Selección -
<<<<
Y lo dice alguien que lo mismo ha sido reportero de a pie que muy eficiente enviado, maestro de la entrevista y el reportaje, cronista de polendas, articulista implacable y eficiente directivo. Cardona Sandoval ha sido todo eso y también se ha situado al otro lado del mostrador, trabajando en oficinas de información para dar a los reporteros lo que la fuente misma considera digno de divulgarse. Ha estado en todo y en todo ha cumplido con eficiencia y profesionalismo, con agudeza, sensibilidad, inteligencia y muy buena prosa.
Como sabemos quienes hemos vivido en ese mundo fascinante, el periodismo es también, como dice Rafael, una cofradía sin fronteras, escenario privilegiado de la excitante aventura de vivir sin límites y, a veces, como hoy ocurre en nuestro sufrido México, de morir sin más motivo que haber cumplido con el deber de informar, de haber incomodado con el trabajo —nuestro trabajo— a los que ostentan o detentan un poder, institucional o fáctico, poder que se vuelca en forma criminal sobre aquel que se atreve a decir lo que vio, lo que escuchó, lo que sabe, lo que entiende, lo que interpreta.
México es, desde hace varios años, uno de los países más peligrosos para ejercer el periodismo, como lo muestra la cantidad de colegas asesinados por las mafias o por uniformados y políticos igualmente mafiosos. Por desgracia, esa triste realidad no parece preocupar a quien cada mañana condena a todo disidente y, al mismo tiempo, ofrece a los delincuentes “abrazos, no balazos”.
>>>>
Indicaciones -
1. Reescribe el tramo del texto sobre el periodismo que va de "Y lo dice alguien" a "muy buena prosa.", cambiando "cronista" por "narrador".
2. Prolonga el texto sobre el periodismo a partir de su última oración.

Extracto de origen -
<<<<
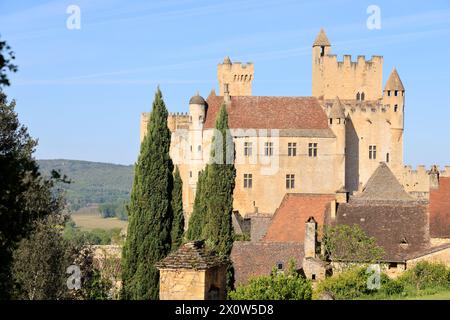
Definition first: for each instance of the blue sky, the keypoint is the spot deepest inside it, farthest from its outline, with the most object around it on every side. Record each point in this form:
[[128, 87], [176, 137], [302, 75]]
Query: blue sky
[[81, 92]]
>>>>
Respuestas por tarea -
1.
Y lo dice alguien que lo mismo ha sido reportero de a pie que muy eficiente enviado, maestro de la entrevista y el reportaje, narrador de polendas, articulista implacable y eficiente directivo. Cardona Sandoval ha sido todo eso y también se ha situado al otro lado del mostrador, trabajando en oficinas de información para dar a los reporteros lo que la fuente misma considera digno de divulgarse. Ha estado en todo y en todo ha cumplido con eficiencia y profesionalismo, con agudeza, sensibilidad, inteligencia y muy buena prosa.

2.
Ese siniestro postulado hay que combatirlo. Y lo vamos a hacer ejerciendo las libertades que tenemos, las que no son regalo de gobernante alguno, sino conquistas producto de largas, difíciles y tenaces luchas sociales. La mejor resistencia ante la negativa gubernamental a respetar la libertad de expresión y someter a los delincuentes al imperio de la ley debe ser, sencillamente, el cumplimiento de nuestra función con la conciencia de que estamos para servir al lector, a la sociedad, no al poder, lo que no excluye la coincidencia en objetivos, posturas y realizaciones.
Los verdaderos periodistas, los mejores, son profesionales que aman su oficio y, a la vez, respetan y defienden su verdad. Rafael Cardona Sandoval pertenece a esa estirpe, una especie que no ha de llegar a la extinción porque es la que sostiene el enorme edificio de la información, del análisis, de la opinión y, sobre todo, de la indispensable pluralidad.
En el periodismo no hay moneditas de oro y las diferencias integran el gran mosaico de la profesión.
Desde luego, con Rafael Cardona se puede coincidir o discrepar, pero ahí reside la importancia de nuestro oficio. La sociedad y el poder necesitan del gran abanico de enfoques y opiniones que implica la libertad de prensa, porque es en la diversidad donde podemos hallar lo que buscamos, donde ciudadanos y autoridades conocemos nuestras limitaciones, donde vemos expuestos nuestros errores y atisbamos las eventuales soluciones. Por eso, es función nuestra exigir respeto a los informadores y analistas de nuestra realidad y volver, una y otra vez, al grito que lanzara durante el movimiento de 1968 el inmenso Javier Barros Sierra: “¡Viva la discrepancia!”.
Sí, que viva, porque México la necesita.